• [WORK ITEM]:
Could you rewrite the Cryptocarya brassii text starting at "Species of tree" and ending at "to bluish-black drupe.", changing "laurel" to "Lauraceae"?

• [TEXT PASSAGE]:

Start of Block

Scientific classification
- Kingdom: Plantae
- Clade: Tracheophytes
- Clade: Angiosperms
- Clade: Magnoliids
- Order: Laurales
- Family: Lauraceae
- Genus: Cryptocarya
- Species: C. brassii
- Binomial name: Cryptocarya brassii C.K.Allen

= Cryptocarya brassii =

- Genus: Cryptocarya
- Species: brassii
- Authority: C.K.Allen
- Conservation status: LC

Species of tree

Cryptocarya brassii is a species of flowering plant in the laurel family and is native to far north Queensland and Papua New Guinea. Its leaves are elliptic to oblong or lance-shaped, the flowers cream-coloured and tube-shaped, and the fruit an elliptic black to bluish-black drupe.

End of Block

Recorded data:

Start of Block

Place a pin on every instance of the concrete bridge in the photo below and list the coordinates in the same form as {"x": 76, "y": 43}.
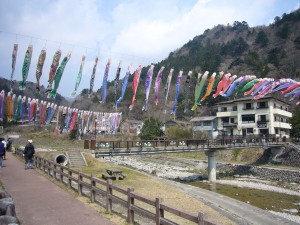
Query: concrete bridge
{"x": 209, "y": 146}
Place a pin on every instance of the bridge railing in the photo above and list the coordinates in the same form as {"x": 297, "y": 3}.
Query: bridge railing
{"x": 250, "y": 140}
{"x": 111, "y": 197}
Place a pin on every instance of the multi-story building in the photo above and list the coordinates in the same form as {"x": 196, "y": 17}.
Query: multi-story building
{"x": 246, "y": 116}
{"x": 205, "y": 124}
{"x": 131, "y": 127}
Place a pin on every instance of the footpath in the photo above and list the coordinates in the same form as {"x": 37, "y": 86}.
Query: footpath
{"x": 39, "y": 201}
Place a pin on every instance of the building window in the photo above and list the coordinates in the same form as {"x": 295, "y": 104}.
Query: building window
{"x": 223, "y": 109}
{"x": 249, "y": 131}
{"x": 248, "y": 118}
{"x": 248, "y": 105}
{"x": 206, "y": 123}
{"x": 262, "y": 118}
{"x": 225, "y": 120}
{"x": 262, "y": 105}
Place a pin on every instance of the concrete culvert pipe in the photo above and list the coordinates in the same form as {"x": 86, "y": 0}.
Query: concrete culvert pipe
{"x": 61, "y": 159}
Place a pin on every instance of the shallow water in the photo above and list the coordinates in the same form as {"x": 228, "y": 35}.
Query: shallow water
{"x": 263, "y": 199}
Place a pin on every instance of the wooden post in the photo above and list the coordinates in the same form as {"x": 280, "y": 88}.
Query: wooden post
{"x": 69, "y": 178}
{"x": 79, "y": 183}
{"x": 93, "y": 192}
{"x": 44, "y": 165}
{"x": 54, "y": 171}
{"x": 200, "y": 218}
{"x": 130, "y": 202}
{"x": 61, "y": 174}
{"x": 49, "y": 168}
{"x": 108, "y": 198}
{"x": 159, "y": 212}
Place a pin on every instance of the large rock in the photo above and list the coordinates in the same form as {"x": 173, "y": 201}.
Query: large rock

End of Block
Start of Block

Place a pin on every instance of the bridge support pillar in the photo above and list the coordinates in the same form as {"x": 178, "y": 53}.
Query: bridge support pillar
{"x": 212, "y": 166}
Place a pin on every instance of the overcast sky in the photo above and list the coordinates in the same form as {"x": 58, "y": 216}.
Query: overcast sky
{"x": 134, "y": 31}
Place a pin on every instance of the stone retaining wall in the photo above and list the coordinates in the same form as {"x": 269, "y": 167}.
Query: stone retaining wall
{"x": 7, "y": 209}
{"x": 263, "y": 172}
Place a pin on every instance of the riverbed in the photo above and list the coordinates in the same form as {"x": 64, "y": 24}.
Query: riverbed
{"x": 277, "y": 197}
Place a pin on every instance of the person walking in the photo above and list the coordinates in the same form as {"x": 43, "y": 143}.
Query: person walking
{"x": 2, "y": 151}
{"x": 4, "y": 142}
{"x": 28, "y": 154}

End of Block

• [RESULT]:
Species of tree

Cryptocarya brassii is a species of flowering plant in the Lauraceae family and is native to far north Queensland and Papua New Guinea. Its leaves are elliptic to oblong or lance-shaped, the flowers cream-coloured and tube-shaped, and the fruit an elliptic black to bluish-black drupe.